Radiation imagery chemistry: process – composition – or product th – Diazo reproduction – process – composition – or product – Composition or product which contains radiation sensitive...
Reexamination Certificate
2001-09-05
2003-07-15
Chu, John S. (Department: 1752)
Radiation imagery chemistry: process, composition, or product th
Diazo reproduction, process, composition, or product
Composition or product which contains radiation sensitive...
C430S271100, C430S302000, C101S451000, C101S456000, C101S465000, C101S467000
Reexamination Certificate
active
06593055
ABSTRACT:
FIELD OF THE INVENTION
This invention relates to lithographic printing. More particularly, this invention relates to multi-layer thermally imageable elements, useful as lithographic printing plate precursors, that can be thermally imaged and processed with aqueous alkaline developers.
BACKGROUND OF THE INVENTION
In lithographic printing, ink receptive regions, known as image areas, are generated on a hydrophilic surface. When the surface is moistened with water and ink is applied, the hydrophilic regions retain the water and repel the ink, and the ink receptive regions accept the ink and repel the water. The ink is transferred to the surface of a material upon which the image is to be reproduced. Typically, the ink is first transferred to an intermediate blanket, which in turn transfers the ink to the surface of the material upon which the image is to be reproduced.
Imageable elements useful as lithographic printing plates, also called printing plate precursors, typically comprise an imageable layer applied over the surface of a hydrophilic substrate. The imageable layer includes one or more radiation-sensitive components, which may be dispersed in a suitable binder. Alternatively, the radiation-sensitive component can also be the binder material.
Thermally imageable elements useful as lithographic printing plate precursors, which obviate the need for exposure through a negative, are becoming increasingly important in the printing industry. After imagewise thermal exposure, the rate of removal of the exposed regions by a developer is greater than the rate of removal of the unexposed regions so that the exposed regions are removed by the developer to form an image. Such systems are disclosed in, for example, Parsons, WO 97/39894 and U.S. application Ser. No. 08/981,620; Nagasaka, EP 0 823 327; Miyake, EP 0 909 627; West, WO 98/42507 and U.S. application Ser. No. 08/821,844; and Nguyen, WO 99/11458, and U.S. application Ser. No. 08/922,190.

========================================================================

◆ EXERCISE BRIEF
Continue the patent text on thermally imageable lithographic printing plates above, picking up after its last sentence.

========================================================================

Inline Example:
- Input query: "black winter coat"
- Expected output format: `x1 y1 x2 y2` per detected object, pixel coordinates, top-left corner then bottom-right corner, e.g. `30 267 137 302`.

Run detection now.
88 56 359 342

========================================================================

◆ WRITTEN RESPONSE
Although advances have been made in the preparation of heat-sensitive elements for the production of lithographic printing plates, there remains a need for such elements having improved sensitivity to infrared laser imaging devices.
SUMMARY OF THE INVENTION
The invention is a thermally imageable element having improved sensitivity to infrared laser imaging devices. The element comprises:
(a) a hydrophilic substrate;
(b) an absorber layer; and
(c) a top layer;
wherein:
the top layer comprises a first polymeric material;
the top layer is ink receptive and insoluble in an aqueous alkaline developer;
the top layer and the absorber layer are each removable by the aqueous alkaline developer following thermal exposure; and
the absorber layer consists essentially of a photothermal conversion material or a mixture of photothermal conversion materials and, optionally, a surfactant or a mixture of surfactants.
In one embodiment of the invention, an underlayer comprising a second polymeric material is between the support and the absorber layer.
In another aspect, the invention is a method for producing an image useful as a lithographic printing plate. The method comprises imaging the thermally imageable element and developing it with an aqueous alkaline developer. In another aspect, the invention is a method of printing using the printing plate and an aqueous fountain solution.
DETAILED DESCRIPTION OF THE INVENTION
This invention is a thermally imageable element. The element comprises a hydrophilic substrate, an absorber layer, and a top layer. The absorber layer contains a photothermal conversion material. The element may also comprise an underlayer between the substrate and the absorber layer. Unless the context indicates otherwise, in the specification and claims, the terms “first polymeric material,” “second polymeric material,” “photothermal conversion material,” “dissolution inhibitor,” and similar terms also refer to mixtures of such materials.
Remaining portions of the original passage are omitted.